• [Written tasks]
a. Reproduce a portion of the passage on the Sydney 2000 venues, beginning at the words "Fun and Games" and stopping after "ever bargained for.".
b. Rewrite the listing from the line that has "For every instance of the woman's" through the end of the listing, with "woman's hand" changed to "woman's palm" and nothing else altered.

• [Extract]
((

Fun and Games
Venues for 2000

Sydney is in transition quite unlike anything in recent memory. Games fever has brought out the best and worst aspects of a city learning to live with the hoopla of being the center of the known universe for those inescapable two weeks in September 2000. Instead of investing so much of its identity in the Opera House and Harbour Bridge, another trophy can be added to the mantelpiece.This one comes at a price - $2.7 billion - and plenty of controversy in tow. Apart from the huffing and puffing, retractions and denials, the Games venues have been overlooked in a way some of its administrators can only dream about. This is something of a prerequisite for such a major event. Australians relish a whiff of scandal and a good stoush. It is a barometer that Sydney is on the receiving end of something far more than it ever bargained for.

The Opera House is proof of just how Australians consummate the deal - rapturous conceptions followed by a breach birth and tantrums. This is the Australian way. Sydney’s drought of quality public projects has seen it slide beneath the contemporary design radar. Until recently the city had fallen on hard times. The genius of the Opera House and tragedy of Utzon has managed to give Sydney the appearance of a design edge. But the real froth and bubble is now owned by the Games. There is a ritual cleansing and de-mystification in this. Australians have a traditional distrust of authority and bureaucracy - two features in such abundant supply. Despite, or because of, the exponential growth of sporting administrations, Australians have been slow to love them. More encouraging is the relationship between the Olympic Coordination Authority (OCA) and its teams of architects and consultants who have laboured away at the edges. Dipped in invisible ink it seems and in this regard there are echoes of Utzon. Taken as a whole, they have generated exemplary work on a vast scale without precedent in the modern Games era.

))

• [Input for this task]
((

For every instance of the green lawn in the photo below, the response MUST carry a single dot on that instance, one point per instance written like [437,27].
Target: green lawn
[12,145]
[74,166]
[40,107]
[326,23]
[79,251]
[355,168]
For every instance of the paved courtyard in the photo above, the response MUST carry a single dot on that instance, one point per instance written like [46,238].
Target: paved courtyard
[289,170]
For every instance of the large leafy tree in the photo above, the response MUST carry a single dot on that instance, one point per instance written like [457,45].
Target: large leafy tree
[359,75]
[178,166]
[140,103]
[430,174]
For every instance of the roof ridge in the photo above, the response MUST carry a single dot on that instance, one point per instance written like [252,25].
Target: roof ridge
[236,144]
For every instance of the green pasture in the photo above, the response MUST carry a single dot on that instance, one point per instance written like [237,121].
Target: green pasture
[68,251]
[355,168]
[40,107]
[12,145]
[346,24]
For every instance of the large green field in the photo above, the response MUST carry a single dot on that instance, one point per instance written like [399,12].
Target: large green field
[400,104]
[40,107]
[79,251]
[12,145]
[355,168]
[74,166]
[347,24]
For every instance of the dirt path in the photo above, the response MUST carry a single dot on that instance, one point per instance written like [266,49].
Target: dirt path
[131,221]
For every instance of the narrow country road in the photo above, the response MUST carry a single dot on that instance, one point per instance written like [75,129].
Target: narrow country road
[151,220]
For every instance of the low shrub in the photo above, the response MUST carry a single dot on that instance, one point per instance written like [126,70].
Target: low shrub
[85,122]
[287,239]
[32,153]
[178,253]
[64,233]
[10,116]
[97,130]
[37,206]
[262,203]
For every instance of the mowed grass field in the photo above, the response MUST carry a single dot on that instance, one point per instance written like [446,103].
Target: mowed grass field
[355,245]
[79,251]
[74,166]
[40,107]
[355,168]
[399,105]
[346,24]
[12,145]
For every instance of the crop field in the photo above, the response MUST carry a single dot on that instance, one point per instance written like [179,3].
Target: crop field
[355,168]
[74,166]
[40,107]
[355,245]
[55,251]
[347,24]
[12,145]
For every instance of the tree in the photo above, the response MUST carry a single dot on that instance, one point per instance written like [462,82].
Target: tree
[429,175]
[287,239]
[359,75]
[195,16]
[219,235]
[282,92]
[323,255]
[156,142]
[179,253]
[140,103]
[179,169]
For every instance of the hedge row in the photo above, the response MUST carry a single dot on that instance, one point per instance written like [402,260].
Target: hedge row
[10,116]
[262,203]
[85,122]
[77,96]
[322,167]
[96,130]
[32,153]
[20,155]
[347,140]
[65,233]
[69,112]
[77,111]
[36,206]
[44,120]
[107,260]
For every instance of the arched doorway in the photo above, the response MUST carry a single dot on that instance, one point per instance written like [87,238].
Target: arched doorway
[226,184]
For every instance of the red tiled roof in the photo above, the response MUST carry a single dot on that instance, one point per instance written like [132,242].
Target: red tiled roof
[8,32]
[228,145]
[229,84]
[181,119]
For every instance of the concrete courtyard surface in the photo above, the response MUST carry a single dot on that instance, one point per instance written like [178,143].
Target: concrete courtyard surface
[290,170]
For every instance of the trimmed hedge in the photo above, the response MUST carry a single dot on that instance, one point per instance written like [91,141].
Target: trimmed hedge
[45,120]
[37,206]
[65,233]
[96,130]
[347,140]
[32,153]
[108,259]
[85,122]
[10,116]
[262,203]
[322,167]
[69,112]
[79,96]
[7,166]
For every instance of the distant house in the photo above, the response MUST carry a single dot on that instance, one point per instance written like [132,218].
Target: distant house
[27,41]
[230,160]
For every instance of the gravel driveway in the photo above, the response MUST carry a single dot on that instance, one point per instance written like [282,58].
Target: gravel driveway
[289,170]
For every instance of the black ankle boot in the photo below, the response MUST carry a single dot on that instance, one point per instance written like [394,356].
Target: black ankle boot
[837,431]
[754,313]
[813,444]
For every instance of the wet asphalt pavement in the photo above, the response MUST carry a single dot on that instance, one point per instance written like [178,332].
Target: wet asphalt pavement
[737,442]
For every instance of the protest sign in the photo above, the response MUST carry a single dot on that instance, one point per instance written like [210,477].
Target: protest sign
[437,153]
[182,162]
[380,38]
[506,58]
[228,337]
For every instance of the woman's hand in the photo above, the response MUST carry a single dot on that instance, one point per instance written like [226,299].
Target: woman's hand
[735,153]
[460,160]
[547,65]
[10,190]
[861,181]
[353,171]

))

• [In response]
a.
Fun and Games
Venues for 2000

Sydney is in transition quite unlike anything in recent memory. Games fever has brought out the best and worst aspects of a city learning to live with the hoopla of being the center of the known universe for those inescapable two weeks in September 2000. Instead of investing so much of its identity in the Opera House and Harbour Bridge, another trophy can be added to the mantelpiece.This one comes at a price - $2.7 billion - and plenty of controversy in tow. Apart from the huffing and puffing, retractions and denials, the Games venues have been overlooked in a way some of its administrators can only dream about. This is something of a prerequisite for such a major event. Australians relish a whiff of scandal and a good stoush. It is a barometer that Sydney is on the receiving end of something far more than it ever bargained for.

b.
For every instance of the woman's palm in the photo above, the response MUST carry a single dot on that instance, one point per instance written like [226,299].
Target: woman's palm
[735,153]
[460,160]
[547,65]
[10,190]
[861,181]
[353,171]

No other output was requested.